• **Consigne**
Pouvez-vous recopier fidèlement le passage de l'extrait du texte qui commence à « Plus généralement, la » et se termine à « mérite du contredit. » ?

Le différend ne pourra donc, selon la société QUARTO CHILDREN'S BOOKS être autrement réglé que par la voie de l'arbitrage.

Par le jugement déféré, le tribunal s'est déclaré incompétent sur les demandes formées par les EDITIONS DU SEUIL à l'encontre de la société QUARTO CHILDREN'S BOOKS et a renvoyé les parties à mieux se pourvoir. Sur la demande formée par les EDITIONS DU SEUIL contre les EDITIONS

PHIDAL, il a sursis à statuer dans l'attente de la décision arbitrale.

Au soutien du contredit qu'elles ont formé contre cette décision, les EDITIONS DU SEUIL font valoir que c'est à tort que les premiers juges ont énoncé que la demande formée à l'encontre de la société QUARTO CHILDREN'S BOOKS ne présentait pas de caractère d'indivisibilité, n'étant pas de même nature, l'une ayant un fondement contractuel et l'autre un fondement délictuel.

Point n'est besoin en effet que le fondement juridique de demandes ou le titre invoqué soient identiques, dès lors que les obligations des divers défendeurs ont le même objet.

Plus généralement, la jurisprudence considère qu'il peut être fait échec à une clause d'arbitrage en cas de pluralité de défendeurs lorsqu'il existe une indivisibilité entre les demandes formées contre les divers défendeurs.

Au demeurant, l'indivisibilité est implicitement reconnue par le tribunal qui, sur la demande dirigée contre la société PHIDAL, a sursis à statuer jusqu'à ce qu'ait statué le tribunal arbitral.

Les EDITIONS DU SEUIL demandent en conséquence à la cour d'infirmer la décision déférée et de dire compétent le tribunal de commerce de PONTOISE.

Les EDITIONS PHIDAL s'en rapportent à justice sur le mérite du contredit.

La société QUARTO CHILDREN'S BOOKS estime que la jurisprudence -qui, d'ailleurs n'est pas constante- invoquée par les EDITIONS DU SEUIL ne saurait s'appliquer lorsque, comme en l'espèce, le demandeur a saisi non la juridiction du lieu où demeure l'un des défendeurs mais une autre juridiction. Dès lors la clause compromissoire doit recevoir application et le jugement déféré doit-être confirmé.

• **Lignes extraites**
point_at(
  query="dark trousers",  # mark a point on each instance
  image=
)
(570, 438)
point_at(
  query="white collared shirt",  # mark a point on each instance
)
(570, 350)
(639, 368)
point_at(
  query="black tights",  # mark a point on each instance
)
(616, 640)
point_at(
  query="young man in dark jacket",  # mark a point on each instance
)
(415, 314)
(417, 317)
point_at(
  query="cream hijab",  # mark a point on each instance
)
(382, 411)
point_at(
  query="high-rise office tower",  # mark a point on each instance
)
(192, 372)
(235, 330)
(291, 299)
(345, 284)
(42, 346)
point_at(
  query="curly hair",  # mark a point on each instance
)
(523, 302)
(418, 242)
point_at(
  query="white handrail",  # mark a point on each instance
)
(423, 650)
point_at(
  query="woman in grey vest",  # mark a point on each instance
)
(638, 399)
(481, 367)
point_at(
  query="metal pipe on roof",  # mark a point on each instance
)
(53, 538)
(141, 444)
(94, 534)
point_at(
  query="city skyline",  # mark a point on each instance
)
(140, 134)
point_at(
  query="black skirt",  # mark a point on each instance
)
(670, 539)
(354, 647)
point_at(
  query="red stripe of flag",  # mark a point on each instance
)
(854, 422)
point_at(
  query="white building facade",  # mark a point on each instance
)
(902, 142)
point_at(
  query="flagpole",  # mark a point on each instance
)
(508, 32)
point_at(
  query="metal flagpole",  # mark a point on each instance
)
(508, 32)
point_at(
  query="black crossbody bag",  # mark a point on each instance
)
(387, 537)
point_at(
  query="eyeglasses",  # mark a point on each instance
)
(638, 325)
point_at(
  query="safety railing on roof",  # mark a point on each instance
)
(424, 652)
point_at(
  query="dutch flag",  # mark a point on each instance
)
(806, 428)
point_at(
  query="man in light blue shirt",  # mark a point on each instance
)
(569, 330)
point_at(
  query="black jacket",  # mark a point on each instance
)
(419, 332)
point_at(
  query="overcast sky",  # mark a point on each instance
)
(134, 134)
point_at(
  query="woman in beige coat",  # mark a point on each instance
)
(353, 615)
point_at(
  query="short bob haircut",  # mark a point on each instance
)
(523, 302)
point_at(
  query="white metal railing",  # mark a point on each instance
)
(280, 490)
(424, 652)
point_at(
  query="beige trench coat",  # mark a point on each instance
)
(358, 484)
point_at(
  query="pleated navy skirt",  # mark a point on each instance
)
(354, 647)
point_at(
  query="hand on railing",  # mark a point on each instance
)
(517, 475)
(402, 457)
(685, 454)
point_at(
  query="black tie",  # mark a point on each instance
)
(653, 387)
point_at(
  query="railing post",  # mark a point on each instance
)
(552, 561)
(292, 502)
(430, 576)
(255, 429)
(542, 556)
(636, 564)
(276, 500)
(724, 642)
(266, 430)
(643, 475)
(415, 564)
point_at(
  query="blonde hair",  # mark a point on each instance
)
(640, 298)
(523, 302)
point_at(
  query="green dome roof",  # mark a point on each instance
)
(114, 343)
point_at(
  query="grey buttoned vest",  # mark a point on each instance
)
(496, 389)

• **Solution**
Plus généralement, la jurisprudence considère qu'il peut être fait échec à une clause d'arbitrage en cas de pluralité de défendeurs lorsqu'il existe une indivisibilité entre les demandes formées contre les divers défendeurs.

Au demeurant, l'indivisibilité est implicitement reconnue par le tribunal qui, sur la demande dirigée contre la société PHIDAL, a sursis à statuer jusqu'à ce qu'ait statué le tribunal arbitral.

Les EDITIONS DU SEUIL demandent en conséquence à la cour d'infirmer la décision déférée et de dire compétent le tribunal de commerce de PONTOISE.

Les EDITIONS PHIDAL s'en rapportent à justice sur le mérite du contredit.